▶ _Extracted material_

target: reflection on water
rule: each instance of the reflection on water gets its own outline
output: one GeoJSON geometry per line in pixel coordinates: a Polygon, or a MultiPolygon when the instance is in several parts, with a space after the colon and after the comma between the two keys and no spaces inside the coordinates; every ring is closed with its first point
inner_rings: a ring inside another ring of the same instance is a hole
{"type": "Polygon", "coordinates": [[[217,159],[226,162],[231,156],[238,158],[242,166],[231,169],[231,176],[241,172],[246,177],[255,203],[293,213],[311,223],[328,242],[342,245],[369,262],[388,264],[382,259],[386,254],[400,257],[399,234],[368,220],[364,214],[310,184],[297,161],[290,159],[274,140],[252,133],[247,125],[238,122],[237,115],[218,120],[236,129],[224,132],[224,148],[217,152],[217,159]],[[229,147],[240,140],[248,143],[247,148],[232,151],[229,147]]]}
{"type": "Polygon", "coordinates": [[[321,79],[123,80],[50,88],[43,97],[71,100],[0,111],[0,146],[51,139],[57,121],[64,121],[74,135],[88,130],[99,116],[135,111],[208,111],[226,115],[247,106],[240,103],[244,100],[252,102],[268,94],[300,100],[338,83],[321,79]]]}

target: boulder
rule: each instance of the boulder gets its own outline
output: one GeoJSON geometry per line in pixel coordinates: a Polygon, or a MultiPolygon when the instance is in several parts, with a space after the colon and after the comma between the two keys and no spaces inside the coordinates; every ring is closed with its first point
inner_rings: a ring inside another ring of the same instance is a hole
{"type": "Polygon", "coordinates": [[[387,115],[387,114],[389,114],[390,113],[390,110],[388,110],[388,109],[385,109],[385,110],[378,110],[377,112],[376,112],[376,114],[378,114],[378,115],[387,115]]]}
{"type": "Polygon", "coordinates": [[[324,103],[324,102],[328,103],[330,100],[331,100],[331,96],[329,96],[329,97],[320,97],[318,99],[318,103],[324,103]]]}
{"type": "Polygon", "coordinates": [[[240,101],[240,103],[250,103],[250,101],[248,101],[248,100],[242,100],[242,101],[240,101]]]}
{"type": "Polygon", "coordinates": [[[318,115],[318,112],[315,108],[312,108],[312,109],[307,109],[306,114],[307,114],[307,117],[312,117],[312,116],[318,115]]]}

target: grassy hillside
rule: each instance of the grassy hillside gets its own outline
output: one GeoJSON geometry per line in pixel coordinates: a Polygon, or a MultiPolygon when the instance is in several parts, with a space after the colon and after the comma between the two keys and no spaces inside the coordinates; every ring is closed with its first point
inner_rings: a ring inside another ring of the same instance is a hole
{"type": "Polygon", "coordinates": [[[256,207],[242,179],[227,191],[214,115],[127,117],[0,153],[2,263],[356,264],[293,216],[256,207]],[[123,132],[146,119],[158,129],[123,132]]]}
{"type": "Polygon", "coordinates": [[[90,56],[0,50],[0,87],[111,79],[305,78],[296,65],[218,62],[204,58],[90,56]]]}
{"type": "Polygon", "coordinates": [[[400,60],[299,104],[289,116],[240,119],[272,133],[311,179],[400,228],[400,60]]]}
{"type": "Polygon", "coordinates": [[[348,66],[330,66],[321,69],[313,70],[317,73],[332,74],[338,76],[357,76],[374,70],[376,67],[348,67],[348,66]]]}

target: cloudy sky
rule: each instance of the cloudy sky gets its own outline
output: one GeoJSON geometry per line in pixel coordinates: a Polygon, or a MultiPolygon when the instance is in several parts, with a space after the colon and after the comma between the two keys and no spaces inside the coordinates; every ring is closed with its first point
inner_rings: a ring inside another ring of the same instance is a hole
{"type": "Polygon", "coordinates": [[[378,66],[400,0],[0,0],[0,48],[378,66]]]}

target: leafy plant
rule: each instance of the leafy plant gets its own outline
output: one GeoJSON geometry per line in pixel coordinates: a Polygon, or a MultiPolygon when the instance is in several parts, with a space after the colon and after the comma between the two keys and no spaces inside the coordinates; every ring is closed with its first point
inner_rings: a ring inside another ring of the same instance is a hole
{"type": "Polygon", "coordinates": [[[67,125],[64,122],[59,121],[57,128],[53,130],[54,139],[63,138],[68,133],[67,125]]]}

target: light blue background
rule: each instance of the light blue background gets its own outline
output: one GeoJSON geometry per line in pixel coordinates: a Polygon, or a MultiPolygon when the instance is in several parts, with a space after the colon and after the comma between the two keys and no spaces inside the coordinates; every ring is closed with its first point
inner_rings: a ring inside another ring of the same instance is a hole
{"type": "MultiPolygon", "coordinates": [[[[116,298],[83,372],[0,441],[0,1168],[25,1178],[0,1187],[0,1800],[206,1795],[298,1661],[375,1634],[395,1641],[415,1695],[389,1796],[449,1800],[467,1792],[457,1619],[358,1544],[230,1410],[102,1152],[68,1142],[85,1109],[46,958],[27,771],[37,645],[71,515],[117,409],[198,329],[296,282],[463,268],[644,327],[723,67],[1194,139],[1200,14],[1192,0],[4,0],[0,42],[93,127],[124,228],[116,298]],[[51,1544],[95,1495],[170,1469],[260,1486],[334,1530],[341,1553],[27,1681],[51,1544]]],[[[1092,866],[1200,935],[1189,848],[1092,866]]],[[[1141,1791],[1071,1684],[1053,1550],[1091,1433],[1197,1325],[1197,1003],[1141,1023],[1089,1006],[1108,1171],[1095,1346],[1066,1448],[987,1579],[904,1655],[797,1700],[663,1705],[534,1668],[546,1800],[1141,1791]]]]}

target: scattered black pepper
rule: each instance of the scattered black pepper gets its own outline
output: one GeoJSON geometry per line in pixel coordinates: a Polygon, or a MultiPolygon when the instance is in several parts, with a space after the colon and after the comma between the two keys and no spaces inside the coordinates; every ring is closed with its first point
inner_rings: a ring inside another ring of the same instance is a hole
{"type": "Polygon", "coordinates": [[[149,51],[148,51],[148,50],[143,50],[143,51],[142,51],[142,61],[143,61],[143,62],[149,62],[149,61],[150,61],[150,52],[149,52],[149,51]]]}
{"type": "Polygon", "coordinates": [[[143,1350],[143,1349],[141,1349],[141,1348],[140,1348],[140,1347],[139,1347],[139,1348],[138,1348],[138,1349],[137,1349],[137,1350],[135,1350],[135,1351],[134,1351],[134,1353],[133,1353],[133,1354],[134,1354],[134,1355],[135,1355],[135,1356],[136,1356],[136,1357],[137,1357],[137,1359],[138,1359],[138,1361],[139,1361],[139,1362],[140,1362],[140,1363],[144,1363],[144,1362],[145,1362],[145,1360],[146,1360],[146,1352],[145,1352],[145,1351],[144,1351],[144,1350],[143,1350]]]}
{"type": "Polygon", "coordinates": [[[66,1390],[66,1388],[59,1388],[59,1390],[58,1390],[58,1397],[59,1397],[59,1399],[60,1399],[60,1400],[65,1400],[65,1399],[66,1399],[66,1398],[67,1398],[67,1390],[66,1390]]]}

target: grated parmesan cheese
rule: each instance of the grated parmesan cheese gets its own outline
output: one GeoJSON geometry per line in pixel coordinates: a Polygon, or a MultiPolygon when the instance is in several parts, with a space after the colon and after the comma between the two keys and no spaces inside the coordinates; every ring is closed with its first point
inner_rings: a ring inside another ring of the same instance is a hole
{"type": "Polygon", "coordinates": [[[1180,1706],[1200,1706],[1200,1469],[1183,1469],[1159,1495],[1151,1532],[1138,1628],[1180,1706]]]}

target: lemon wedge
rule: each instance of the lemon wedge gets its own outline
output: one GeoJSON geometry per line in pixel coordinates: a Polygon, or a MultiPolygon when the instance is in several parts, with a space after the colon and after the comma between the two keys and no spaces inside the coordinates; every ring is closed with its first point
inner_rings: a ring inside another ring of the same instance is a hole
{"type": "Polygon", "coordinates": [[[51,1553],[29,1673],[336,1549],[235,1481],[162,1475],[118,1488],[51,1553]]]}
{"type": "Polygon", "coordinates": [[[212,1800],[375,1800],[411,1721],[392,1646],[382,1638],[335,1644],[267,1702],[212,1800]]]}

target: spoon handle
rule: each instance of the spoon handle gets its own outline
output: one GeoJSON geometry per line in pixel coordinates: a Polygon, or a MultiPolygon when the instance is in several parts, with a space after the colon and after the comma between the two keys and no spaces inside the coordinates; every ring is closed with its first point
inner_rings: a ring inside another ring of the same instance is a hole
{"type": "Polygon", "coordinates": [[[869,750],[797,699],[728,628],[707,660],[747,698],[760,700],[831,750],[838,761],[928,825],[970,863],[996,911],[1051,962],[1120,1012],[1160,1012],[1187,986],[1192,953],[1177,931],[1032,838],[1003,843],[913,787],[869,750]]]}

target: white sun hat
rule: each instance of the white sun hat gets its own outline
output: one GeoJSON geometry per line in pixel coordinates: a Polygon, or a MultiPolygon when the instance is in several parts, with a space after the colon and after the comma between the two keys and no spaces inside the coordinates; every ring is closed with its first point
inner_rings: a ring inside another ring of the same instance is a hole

▶ _Exercise details_
Filter the data above by the word "plant" and copy every line that matches.

▶ _Response_
target: leafy plant
rule: each instance of the leafy plant gets its own outline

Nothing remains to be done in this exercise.